---------- Available records

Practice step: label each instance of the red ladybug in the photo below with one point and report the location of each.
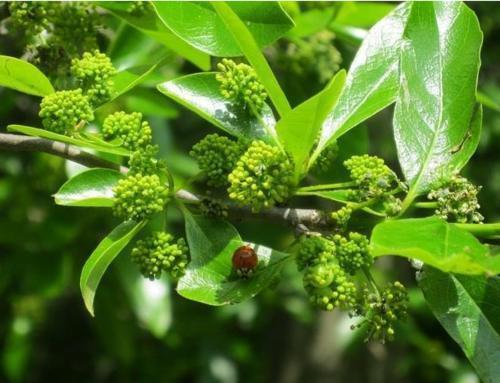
(245, 261)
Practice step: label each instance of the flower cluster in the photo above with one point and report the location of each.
(93, 73)
(217, 156)
(262, 177)
(239, 83)
(129, 128)
(160, 252)
(62, 111)
(352, 252)
(382, 311)
(314, 56)
(457, 200)
(138, 196)
(324, 161)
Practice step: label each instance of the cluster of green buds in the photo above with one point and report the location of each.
(326, 283)
(325, 160)
(314, 56)
(217, 156)
(134, 133)
(457, 200)
(381, 311)
(139, 196)
(62, 112)
(93, 73)
(262, 177)
(352, 252)
(30, 17)
(239, 83)
(160, 252)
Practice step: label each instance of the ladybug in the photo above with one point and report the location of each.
(244, 261)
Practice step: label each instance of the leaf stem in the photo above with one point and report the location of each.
(339, 185)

--------------------

Copy out every row above word for word, leaving out the pictures.

#### Response to this task:
Practice step: label each instance of the red ladybug in the photo below with one point and report the location of each.
(245, 261)
Practice step: label each instance of the flower cluster in the photo above with one point and report the location of each.
(93, 73)
(217, 156)
(262, 177)
(239, 83)
(129, 128)
(160, 252)
(62, 111)
(352, 252)
(382, 311)
(314, 56)
(457, 200)
(138, 196)
(324, 161)
Practice step: label each instance of the cluster of green buds in the photo above with one point and report the location of each.
(326, 283)
(325, 160)
(314, 56)
(217, 156)
(134, 133)
(457, 200)
(381, 311)
(139, 196)
(62, 112)
(93, 73)
(262, 177)
(352, 252)
(30, 17)
(239, 83)
(160, 252)
Practice step: label each instance of the ladybug in the photo above with one point and report the location of each.
(244, 261)
Practice step: label each instance of the leaf stem in the photo above with one point and report the location of each.
(339, 185)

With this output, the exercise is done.